_What is required_:
Pick out every line in the entries below that contains the string "vulture", matching case exactly.

+++

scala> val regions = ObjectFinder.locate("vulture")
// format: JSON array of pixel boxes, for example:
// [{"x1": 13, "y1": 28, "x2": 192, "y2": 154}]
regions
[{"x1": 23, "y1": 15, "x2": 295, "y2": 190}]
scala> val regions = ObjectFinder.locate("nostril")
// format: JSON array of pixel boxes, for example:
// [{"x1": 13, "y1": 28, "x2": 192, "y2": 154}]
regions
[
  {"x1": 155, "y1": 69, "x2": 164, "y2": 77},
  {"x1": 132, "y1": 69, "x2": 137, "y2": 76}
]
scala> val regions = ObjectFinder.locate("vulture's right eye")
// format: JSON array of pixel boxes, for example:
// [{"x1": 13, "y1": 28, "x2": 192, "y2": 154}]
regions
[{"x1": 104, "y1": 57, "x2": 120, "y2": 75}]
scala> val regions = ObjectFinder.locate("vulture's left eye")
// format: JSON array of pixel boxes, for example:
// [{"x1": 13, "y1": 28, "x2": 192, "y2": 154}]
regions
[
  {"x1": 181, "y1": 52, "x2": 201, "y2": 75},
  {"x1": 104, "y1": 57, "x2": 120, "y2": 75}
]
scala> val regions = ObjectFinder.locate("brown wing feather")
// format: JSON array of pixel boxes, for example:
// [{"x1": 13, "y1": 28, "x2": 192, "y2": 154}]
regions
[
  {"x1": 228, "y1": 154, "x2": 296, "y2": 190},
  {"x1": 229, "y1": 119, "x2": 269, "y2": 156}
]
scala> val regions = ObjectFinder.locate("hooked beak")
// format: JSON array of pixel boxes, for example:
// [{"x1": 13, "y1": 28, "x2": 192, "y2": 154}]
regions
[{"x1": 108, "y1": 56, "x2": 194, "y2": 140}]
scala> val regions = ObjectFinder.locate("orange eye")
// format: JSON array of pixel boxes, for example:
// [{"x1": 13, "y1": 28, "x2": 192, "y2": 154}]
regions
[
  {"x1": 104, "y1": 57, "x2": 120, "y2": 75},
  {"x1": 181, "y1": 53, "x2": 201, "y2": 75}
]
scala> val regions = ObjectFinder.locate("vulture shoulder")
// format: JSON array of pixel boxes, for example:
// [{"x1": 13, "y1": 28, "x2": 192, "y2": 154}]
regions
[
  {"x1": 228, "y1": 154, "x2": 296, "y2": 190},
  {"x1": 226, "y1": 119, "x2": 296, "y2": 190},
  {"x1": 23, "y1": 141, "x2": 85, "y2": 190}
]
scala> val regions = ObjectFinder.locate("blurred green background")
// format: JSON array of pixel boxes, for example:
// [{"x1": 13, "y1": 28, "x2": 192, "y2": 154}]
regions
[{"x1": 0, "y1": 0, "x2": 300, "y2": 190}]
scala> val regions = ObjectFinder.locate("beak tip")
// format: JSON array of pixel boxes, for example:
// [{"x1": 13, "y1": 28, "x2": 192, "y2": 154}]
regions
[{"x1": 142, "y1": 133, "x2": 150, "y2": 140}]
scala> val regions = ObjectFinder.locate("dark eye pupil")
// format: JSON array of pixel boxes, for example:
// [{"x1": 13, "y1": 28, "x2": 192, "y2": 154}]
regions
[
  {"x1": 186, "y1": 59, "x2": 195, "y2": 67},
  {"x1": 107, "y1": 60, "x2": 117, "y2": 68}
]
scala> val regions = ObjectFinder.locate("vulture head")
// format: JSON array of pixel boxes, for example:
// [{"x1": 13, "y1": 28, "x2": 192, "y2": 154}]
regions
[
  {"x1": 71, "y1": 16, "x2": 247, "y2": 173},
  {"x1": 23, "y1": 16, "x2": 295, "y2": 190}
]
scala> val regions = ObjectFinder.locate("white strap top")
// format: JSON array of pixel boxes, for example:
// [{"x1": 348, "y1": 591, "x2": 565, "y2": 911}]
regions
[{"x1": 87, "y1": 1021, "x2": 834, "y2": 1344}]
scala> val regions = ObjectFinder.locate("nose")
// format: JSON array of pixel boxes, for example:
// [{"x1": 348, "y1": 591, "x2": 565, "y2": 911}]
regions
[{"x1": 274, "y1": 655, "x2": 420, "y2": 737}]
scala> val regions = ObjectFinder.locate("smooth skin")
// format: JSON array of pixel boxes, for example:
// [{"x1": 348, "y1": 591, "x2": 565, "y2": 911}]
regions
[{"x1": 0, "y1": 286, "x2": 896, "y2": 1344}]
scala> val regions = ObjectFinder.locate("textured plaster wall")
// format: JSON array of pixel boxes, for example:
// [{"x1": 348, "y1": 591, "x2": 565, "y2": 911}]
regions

+++

_Response to this exercise_:
scala> val regions = ObjectFinder.locate("vulture")
scala> val regions = ObjectFinder.locate("vulture's right eye")
scala> val regions = ObjectFinder.locate("vulture's left eye")
scala> val regions = ObjectFinder.locate("vulture shoulder")
scala> val regions = ObjectFinder.locate("vulture head")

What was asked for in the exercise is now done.